Written request: Output all the material that follows, exactly as given.

Supplied records:
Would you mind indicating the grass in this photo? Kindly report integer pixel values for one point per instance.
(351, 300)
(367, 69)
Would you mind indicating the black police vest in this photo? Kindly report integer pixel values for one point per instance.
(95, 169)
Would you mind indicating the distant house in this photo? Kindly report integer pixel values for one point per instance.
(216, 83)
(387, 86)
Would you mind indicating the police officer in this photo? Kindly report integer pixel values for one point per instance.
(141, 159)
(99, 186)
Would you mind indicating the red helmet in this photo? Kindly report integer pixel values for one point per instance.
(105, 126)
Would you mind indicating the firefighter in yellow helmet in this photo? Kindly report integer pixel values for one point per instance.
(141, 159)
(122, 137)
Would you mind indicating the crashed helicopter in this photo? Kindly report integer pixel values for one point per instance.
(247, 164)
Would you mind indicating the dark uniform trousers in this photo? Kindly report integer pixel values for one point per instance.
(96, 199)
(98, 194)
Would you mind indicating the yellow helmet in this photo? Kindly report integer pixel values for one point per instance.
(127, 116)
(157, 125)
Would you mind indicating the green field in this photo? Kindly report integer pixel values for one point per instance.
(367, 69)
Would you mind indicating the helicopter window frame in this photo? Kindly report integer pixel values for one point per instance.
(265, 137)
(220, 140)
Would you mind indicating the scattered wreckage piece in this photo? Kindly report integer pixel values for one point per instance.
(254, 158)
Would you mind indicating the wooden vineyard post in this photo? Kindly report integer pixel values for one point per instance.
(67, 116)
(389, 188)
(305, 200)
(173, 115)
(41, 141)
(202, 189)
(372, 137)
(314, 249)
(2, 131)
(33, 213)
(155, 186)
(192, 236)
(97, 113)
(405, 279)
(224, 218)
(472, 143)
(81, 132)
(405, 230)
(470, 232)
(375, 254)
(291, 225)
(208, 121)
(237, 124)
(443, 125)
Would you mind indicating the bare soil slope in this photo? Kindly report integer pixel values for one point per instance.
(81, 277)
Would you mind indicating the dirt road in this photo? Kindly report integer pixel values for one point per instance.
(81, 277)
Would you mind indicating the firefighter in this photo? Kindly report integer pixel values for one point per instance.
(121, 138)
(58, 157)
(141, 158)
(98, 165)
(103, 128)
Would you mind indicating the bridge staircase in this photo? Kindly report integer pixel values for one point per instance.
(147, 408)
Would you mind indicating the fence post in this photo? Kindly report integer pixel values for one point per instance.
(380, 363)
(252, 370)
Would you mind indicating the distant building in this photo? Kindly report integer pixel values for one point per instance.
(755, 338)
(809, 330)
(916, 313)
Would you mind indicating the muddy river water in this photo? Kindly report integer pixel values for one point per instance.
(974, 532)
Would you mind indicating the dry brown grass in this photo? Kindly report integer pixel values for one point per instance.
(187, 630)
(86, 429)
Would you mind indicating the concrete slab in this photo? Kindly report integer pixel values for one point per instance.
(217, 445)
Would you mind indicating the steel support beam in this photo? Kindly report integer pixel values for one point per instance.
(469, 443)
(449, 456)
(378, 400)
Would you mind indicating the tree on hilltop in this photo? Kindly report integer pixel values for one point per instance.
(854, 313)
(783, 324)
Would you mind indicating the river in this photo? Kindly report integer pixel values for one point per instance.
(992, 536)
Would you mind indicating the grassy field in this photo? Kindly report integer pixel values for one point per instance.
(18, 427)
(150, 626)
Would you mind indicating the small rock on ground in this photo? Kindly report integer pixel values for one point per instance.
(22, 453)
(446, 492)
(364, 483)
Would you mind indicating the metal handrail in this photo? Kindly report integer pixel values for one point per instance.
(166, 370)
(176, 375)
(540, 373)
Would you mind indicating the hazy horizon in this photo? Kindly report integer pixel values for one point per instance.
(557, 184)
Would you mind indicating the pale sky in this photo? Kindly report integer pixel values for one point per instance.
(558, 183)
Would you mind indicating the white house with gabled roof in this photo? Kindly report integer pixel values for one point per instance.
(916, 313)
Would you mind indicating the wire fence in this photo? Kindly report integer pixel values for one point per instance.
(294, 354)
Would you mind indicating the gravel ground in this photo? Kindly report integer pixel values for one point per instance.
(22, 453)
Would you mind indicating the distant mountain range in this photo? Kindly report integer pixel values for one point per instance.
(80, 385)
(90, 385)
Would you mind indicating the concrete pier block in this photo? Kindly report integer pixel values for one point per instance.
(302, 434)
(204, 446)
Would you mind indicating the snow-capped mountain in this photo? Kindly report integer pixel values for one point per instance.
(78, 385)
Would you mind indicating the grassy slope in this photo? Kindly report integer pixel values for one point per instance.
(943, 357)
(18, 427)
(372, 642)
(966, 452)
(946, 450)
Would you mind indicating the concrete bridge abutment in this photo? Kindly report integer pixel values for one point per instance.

Result for this exercise:
Would you mind indicating the grass in this photo? Kindly report integer pixel values for one point per instance.
(351, 300)
(367, 69)
Would you mind indicating the black police vest in this photo? Kindly report integer pixel values for one point per instance.
(95, 169)
Would you mind indicating the distant house in this photo? Kindly report integer pixel values for one point per instance.
(216, 83)
(387, 86)
Would you mind indicating the police officer in this photo? Kindly report integer pixel values for one point per instance.
(141, 159)
(99, 186)
Would you mind indicating the red helmet in this photo? Kindly report integer pixel values for one point per instance.
(105, 126)
Would you mind indicating the firefighter in yellow helmet in this photo? Kindly report integer pixel values for one point per instance.
(141, 159)
(122, 137)
Would you mind indicating the crashed helicopter in this photo? Kindly report integer pixel values for one point per instance.
(247, 164)
Would you mind indicating the dark uniform trousers in this photo? Kindly report integer pixel values for one point per instance.
(96, 199)
(98, 194)
Would you mind indicating the yellow helmet in this photo? Kindly report integer pixel values for one point per instance.
(127, 116)
(157, 125)
Would you mind indicating the green field in this photo? Kindly report integer pixel values for one point per instance.
(367, 69)
Would you mind indicating the helicopter window frame in this photo? Kindly report integer pixel values for one point per instance.
(265, 137)
(220, 140)
Would you mind indicating the scattered wreckage piece in this photo? Kindly report integer pixel values for one point per instance.
(254, 158)
Would you mind indicating the wooden vineyard post in this photo? Kindly report integer pixel values for one point per instance.
(67, 116)
(389, 188)
(305, 200)
(173, 115)
(41, 141)
(202, 189)
(372, 137)
(314, 249)
(2, 131)
(33, 213)
(155, 186)
(192, 236)
(97, 113)
(405, 279)
(224, 218)
(472, 143)
(81, 132)
(405, 230)
(470, 232)
(375, 254)
(291, 225)
(208, 121)
(237, 124)
(443, 125)
Would you mind indicating the bare soil slope in this photo? Kindly report integer pixel values for one point per instance.
(81, 277)
Would you mind indicating the dirt road in this photo? Kindly report integer pixel values for one point per instance.
(81, 277)
Would you mind indicating the firefighter in this photo? Kindly report integer pixel values for one point per instance.
(121, 138)
(58, 157)
(141, 158)
(98, 165)
(103, 128)
Would you mind indicating the bridge staircase in this photo? Kindly report integer pixel values for one point per instance.
(147, 408)
Would you mind indicating the fence post in this photo? Kindly report integer pixel values for one point per instance.
(380, 363)
(252, 370)
Would you mind indicating the distant building in this photo? Kindly report integer pixel values for one point per instance.
(755, 338)
(809, 330)
(916, 313)
Would you mind indicating the muddy river water in this photo? Kindly report integer pixel values for one point per instance.
(974, 532)
Would you mind indicating the dry brown grass in this photo? Kindly report integer pixel values for one point per instance.
(187, 630)
(86, 429)
Would you mind indicating the concrete slab in this photo? Kindly report integer pixel values for one point per instance.
(217, 445)
Would you mind indicating the steel support beam in this photo? Kindly report integer pixel values for one point per instance.
(469, 443)
(449, 456)
(378, 400)
Would you mind indicating the tree on hilltop in this photo? Kindly report integer pixel values for one point per instance.
(854, 313)
(783, 324)
Would you mind indicating the river in this photo? Kindly report integer pixel values for one point per instance.
(992, 536)
Would you mind indicating the grassy field in this photo? Kindly report integer pixel values for one point per instance.
(18, 427)
(150, 626)
Would you mind indicating the small rock on ground in this photo? Kindly report integer pixel values for one point per instance.
(22, 453)
(446, 492)
(364, 483)
Would you mind indicating the metal handrail in this photo? Kindly report integer pixel values for one point per instance.
(166, 370)
(176, 375)
(540, 373)
Would you mind indicating the hazy horizon in this photo? Kindly report integer pixel values for one point per instance.
(557, 184)
Would you mind indicating the pale sky in this photo? Kindly report integer pixel values for one point per instance.
(558, 183)
Would you mind indicating the white house with gabled roof in this photo? Kindly report integer pixel values for one point per instance.
(916, 313)
Would you mind indicating the wire fence in this photo? Kindly report integer pixel values for one point per instance.
(294, 354)
Would you mind indicating the gravel ground in this photo? Kindly report integer pixel values for one point per instance.
(22, 453)
Would you mind indicating the distant mountain range in this photo? Kindly report integer pixel values for one point per instance.
(80, 385)
(90, 385)
Would you mind indicating the concrete pier block in this photo? Kindly report integer pixel values for one point per instance.
(302, 434)
(204, 446)
Would you mind indicating the snow-capped mountain in this photo? Kindly report integer pixel values for one point per instance.
(78, 385)
Would you mind indicating the grassy slope in this photo? Kindly report integer pixel values for one point per instance.
(943, 357)
(18, 427)
(372, 642)
(966, 452)
(946, 450)
Would you mind indicating the concrete bridge abutment in this photo? Kindly report integer pixel values for one point per instance.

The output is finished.